Training squadron VT-21 was originally established as advanced training unit two-zero-two (ATU-202) in April 1951, the squadron was re-designated as Flight Training Squadron-Two One on 21 May 1960. The first Navy and Marine Corps students were trained in the F-6F Hellcat. In May 1954, the squadron transitioned to its first jet aircraft, the F-9F Panther with the squadron later operating the F-9F8 Cougar from January 1958.

In 1968, the squadron was awarded the Admiral John H. Towers Flight Safety award for superior performance by beating all 19 CNATRA (Chief of Naval Air Training) jet and propeller training squadrons. On 4 June 1969, VT-21 received its first Douglas TA-4J Skyhawk and on 8 June 1970 the Douglas TA-4F Skyhawk entered squadron service.

In 1961, the squadron became the first advanced jet training squadron to accomplish over 15,000 consecutive accident free hours. In February 1992, the Redhawks began transitioning to the T-45 Goshawk.

VT-21 have also trained international naval pilots. VT-21 began training Indian Student Naval Aviators in 2006 and graduated the first class for the Indian Navy in 2007. In addition, VT-21 has also trained student Naval Aviators from France and, most recently, Brazil. The squadron is kept busy and annually logs more than 23,000 flight hours and completes more than 11,500 student syllabus events flying the T-45C.

--

*What you have to do*: According to the passage on squadron VT-21, in what month and year did the Redhawks begin transitioning to the T-45 Goshawk? Rely on the text alone.

*Source records*:
--

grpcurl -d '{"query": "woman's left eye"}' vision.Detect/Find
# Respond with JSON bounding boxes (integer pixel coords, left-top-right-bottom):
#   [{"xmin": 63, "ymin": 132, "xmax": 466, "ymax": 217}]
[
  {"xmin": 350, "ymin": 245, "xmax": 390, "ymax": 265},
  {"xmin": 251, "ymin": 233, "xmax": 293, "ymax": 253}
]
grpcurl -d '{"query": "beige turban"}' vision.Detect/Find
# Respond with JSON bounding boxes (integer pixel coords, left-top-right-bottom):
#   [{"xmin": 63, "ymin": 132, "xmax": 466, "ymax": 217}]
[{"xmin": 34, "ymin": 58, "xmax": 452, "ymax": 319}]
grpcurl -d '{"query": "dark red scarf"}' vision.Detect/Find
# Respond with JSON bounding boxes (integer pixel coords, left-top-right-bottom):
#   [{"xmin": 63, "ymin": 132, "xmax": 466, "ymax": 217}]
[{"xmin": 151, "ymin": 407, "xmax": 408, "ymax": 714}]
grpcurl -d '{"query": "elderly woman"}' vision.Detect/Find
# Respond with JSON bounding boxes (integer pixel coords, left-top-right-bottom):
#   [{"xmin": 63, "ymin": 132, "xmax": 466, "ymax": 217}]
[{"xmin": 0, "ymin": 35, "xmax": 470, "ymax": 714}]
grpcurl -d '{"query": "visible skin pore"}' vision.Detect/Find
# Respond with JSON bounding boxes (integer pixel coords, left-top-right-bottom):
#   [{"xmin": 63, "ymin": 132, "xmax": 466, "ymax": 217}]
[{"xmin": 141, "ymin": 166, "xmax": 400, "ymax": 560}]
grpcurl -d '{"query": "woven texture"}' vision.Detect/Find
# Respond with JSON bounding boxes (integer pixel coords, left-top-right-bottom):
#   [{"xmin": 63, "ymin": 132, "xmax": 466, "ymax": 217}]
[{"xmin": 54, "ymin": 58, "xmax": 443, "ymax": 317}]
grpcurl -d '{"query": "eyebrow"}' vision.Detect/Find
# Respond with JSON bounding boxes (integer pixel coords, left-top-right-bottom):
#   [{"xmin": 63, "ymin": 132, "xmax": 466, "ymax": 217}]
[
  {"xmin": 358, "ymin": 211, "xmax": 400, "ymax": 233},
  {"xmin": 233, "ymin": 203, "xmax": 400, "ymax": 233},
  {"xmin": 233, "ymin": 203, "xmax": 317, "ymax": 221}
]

--

*Answer to the exercise*: February 1992.